## [Written request]
Reproduce exactly the final portion of the data: every line from the one containing "resting on rock." through the last line, inclusive.

____ Supplied data

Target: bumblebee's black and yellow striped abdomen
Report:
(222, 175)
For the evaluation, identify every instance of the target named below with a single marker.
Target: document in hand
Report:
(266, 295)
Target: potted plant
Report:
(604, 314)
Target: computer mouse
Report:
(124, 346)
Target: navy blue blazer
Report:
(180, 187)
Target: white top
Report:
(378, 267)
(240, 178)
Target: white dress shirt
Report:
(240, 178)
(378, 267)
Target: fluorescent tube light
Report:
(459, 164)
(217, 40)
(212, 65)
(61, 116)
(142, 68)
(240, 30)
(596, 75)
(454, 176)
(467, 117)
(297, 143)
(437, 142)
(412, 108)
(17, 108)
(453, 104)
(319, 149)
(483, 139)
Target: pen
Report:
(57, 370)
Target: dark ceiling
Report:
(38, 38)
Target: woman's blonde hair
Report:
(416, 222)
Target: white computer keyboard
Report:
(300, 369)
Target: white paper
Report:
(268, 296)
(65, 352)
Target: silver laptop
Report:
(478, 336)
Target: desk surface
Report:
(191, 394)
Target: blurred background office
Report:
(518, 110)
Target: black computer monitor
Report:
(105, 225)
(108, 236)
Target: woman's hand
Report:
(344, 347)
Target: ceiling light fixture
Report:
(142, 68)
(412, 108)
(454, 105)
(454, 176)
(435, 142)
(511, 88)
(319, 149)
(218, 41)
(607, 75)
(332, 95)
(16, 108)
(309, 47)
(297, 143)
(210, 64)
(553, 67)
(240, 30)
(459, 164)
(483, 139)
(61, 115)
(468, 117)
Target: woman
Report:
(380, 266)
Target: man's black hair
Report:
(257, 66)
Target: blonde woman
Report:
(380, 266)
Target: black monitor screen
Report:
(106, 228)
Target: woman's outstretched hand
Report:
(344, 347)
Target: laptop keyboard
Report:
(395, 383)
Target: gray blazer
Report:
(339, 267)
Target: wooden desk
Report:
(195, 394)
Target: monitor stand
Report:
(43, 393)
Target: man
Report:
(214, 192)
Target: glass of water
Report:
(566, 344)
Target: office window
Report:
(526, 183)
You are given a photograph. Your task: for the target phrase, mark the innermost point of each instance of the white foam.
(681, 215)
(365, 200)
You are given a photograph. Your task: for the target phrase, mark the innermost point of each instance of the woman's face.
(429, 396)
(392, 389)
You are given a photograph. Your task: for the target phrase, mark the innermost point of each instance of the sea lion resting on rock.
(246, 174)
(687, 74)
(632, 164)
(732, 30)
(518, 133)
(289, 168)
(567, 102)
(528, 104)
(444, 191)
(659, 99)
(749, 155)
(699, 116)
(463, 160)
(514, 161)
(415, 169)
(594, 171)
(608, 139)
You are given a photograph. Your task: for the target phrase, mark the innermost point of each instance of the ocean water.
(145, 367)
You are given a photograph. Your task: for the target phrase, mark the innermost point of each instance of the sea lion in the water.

________

## [Finished answer]
You are given a photograph. Your task: for the target phrase, mark the innermost point of each instance of the sea lion resting on rock.
(246, 174)
(687, 74)
(632, 164)
(732, 30)
(518, 133)
(289, 168)
(567, 102)
(528, 104)
(444, 191)
(659, 99)
(749, 155)
(699, 116)
(463, 160)
(514, 161)
(415, 169)
(594, 171)
(608, 139)
You are given a photograph. Your task: for the target phrase, mark the innermost point of each instance of the ocean water.
(145, 367)
You are given a photograph. Your task: for the target phrase, mark the innermost point of each instance of the sea lion in the water.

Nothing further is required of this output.